**WORK TO BE COMPLETED**
Leaving the pictures aside, repeat the entries exactly.

##### LISTED RECORDS #####

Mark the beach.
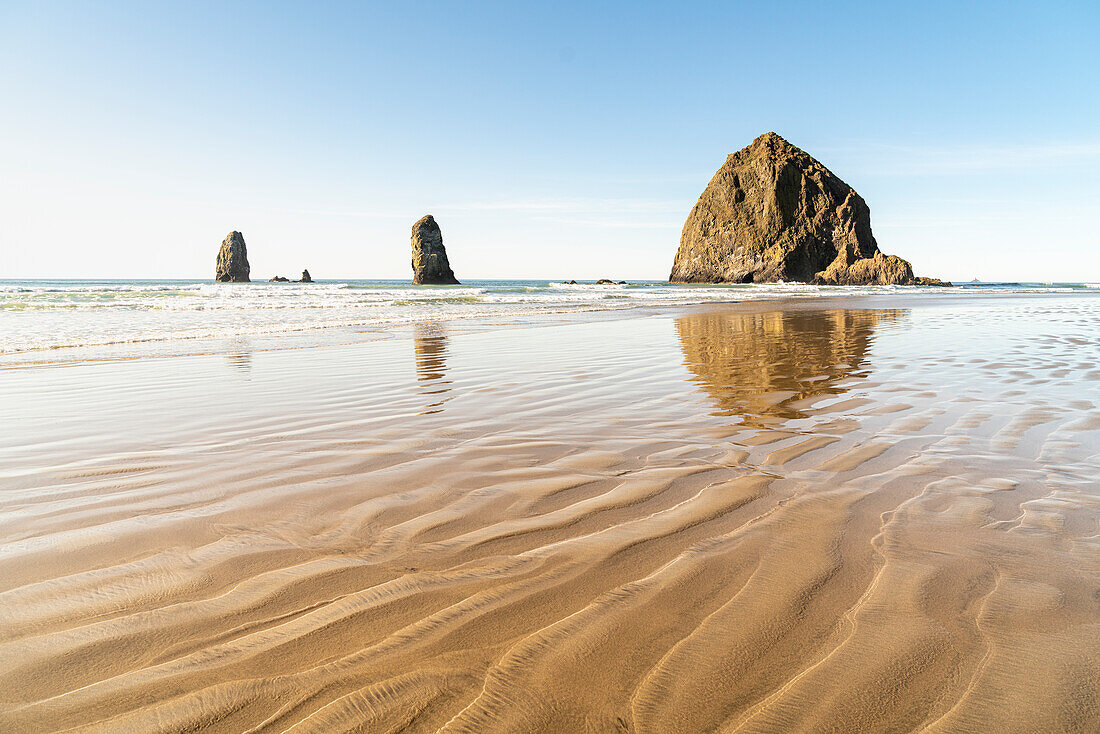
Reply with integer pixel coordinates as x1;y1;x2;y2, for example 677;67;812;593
1;289;1098;732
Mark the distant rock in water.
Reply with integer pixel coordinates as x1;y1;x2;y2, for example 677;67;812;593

#####

**ANSWER BELOW**
Mark the beach.
Reply with integer pixel coordinates as x1;y1;x2;y2, for example 677;67;812;593
1;289;1098;732
Mark the distant rock in water.
Reply with integer pixel coordinates as x1;y1;x2;y2, for example 677;67;812;593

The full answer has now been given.